Copy the stretch of lines below from the very start through the line containing "26L35 25L32 31L37", keeping every character the same and leaving out the picture.

-=-=-

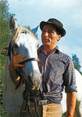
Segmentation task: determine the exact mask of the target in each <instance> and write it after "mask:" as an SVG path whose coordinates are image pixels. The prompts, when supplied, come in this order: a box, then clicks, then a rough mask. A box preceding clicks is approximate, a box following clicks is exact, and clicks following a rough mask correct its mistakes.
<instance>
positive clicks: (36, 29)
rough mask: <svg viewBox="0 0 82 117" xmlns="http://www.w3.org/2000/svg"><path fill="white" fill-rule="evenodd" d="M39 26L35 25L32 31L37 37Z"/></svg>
mask: <svg viewBox="0 0 82 117" xmlns="http://www.w3.org/2000/svg"><path fill="white" fill-rule="evenodd" d="M38 28H39V25H37V26H36V27H35V28H33V29H32V32H33V33H34V34H35V35H37V34H36V33H37V31H38Z"/></svg>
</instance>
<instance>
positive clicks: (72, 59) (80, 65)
mask: <svg viewBox="0 0 82 117" xmlns="http://www.w3.org/2000/svg"><path fill="white" fill-rule="evenodd" d="M72 60H73V63H74V67H75V68H76V69H77V70H78V71H79V72H81V71H80V68H81V65H80V62H79V58H78V57H77V55H76V54H73V55H72Z"/></svg>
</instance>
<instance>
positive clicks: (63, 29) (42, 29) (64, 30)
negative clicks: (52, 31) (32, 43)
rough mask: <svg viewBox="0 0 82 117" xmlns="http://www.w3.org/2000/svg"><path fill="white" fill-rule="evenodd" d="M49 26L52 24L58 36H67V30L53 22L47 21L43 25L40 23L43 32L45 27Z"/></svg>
mask: <svg viewBox="0 0 82 117" xmlns="http://www.w3.org/2000/svg"><path fill="white" fill-rule="evenodd" d="M47 24H51V25H53V26H54V28H55V29H57V32H58V34H60V35H61V36H62V37H63V36H65V34H66V30H65V29H64V28H63V27H62V28H61V27H58V26H57V25H56V24H53V23H52V22H49V21H48V22H45V21H42V22H41V23H40V29H41V30H43V27H44V26H45V25H47Z"/></svg>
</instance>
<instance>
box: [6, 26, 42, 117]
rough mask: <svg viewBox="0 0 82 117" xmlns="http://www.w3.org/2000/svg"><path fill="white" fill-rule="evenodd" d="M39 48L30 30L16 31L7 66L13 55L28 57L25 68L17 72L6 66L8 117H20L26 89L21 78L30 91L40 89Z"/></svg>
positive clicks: (26, 60) (6, 101)
mask: <svg viewBox="0 0 82 117" xmlns="http://www.w3.org/2000/svg"><path fill="white" fill-rule="evenodd" d="M37 47H38V41H37V39H36V37H35V36H34V34H33V33H32V32H31V31H30V30H29V29H25V28H22V27H18V28H17V29H16V32H15V35H14V36H13V38H12V40H11V43H10V47H9V58H8V61H7V65H8V64H10V62H11V60H12V57H13V54H17V53H18V54H21V55H23V56H26V60H24V61H23V62H25V65H24V68H22V69H18V70H17V71H11V70H9V69H8V67H7V66H6V79H5V90H4V104H5V108H6V111H7V112H8V117H10V116H11V117H20V108H21V105H22V103H23V96H22V95H23V92H24V89H25V88H26V85H25V84H22V83H21V82H19V81H20V79H21V77H23V78H24V80H25V83H27V85H28V88H29V90H32V91H36V90H39V88H40V84H41V74H40V71H39V67H38V56H37ZM13 81H14V83H13ZM16 83H17V84H16ZM15 84H16V85H15ZM19 84H20V86H19V87H18V86H17V85H19ZM16 88H17V89H16Z"/></svg>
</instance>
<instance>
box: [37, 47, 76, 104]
mask: <svg viewBox="0 0 82 117" xmlns="http://www.w3.org/2000/svg"><path fill="white" fill-rule="evenodd" d="M38 57H39V59H40V61H41V64H40V65H39V67H40V71H41V73H42V86H41V92H42V95H43V98H44V99H47V100H48V101H49V102H54V103H60V102H61V99H62V91H63V89H64V87H65V91H66V92H72V91H76V78H75V73H74V65H73V62H72V60H71V58H70V57H69V56H68V55H66V54H64V53H62V52H60V51H59V50H58V49H57V48H55V49H54V50H53V51H52V52H51V53H50V54H49V55H46V54H45V53H44V51H43V46H41V47H40V48H39V49H38Z"/></svg>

-=-=-

## ANSWER SECTION
Segmentation task: determine the exact mask of the target in each <instance> and write it after "mask:" as an SVG path whose coordinates are image pixels. The prompts, when supplied, come in this order: a box, then clicks, then a rough mask. A box preceding clicks is approximate, a box following clicks is exact, and clicks following a rough mask correct its mistakes.
<instance>
positive clicks: (36, 29)
rough mask: <svg viewBox="0 0 82 117" xmlns="http://www.w3.org/2000/svg"><path fill="white" fill-rule="evenodd" d="M39 26L35 25L32 31L37 37Z"/></svg>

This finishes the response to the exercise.